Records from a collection
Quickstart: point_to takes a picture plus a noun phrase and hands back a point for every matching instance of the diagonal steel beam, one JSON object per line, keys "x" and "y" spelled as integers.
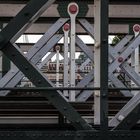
{"x": 46, "y": 60}
{"x": 13, "y": 77}
{"x": 39, "y": 80}
{"x": 130, "y": 120}
{"x": 117, "y": 82}
{"x": 32, "y": 73}
{"x": 114, "y": 52}
{"x": 84, "y": 96}
{"x": 125, "y": 54}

• Action item
Images stay out, but the rest of the records must be retyped exactly.

• Exercise response
Quickstart: point_to takes a picture plus a noun phrase and hands back a point for every matching instance of the diagonal steel beam, one JSON object per line, keys "x" and "y" spelled as integers.
{"x": 46, "y": 60}
{"x": 13, "y": 77}
{"x": 39, "y": 80}
{"x": 130, "y": 120}
{"x": 117, "y": 82}
{"x": 32, "y": 73}
{"x": 114, "y": 52}
{"x": 84, "y": 96}
{"x": 125, "y": 54}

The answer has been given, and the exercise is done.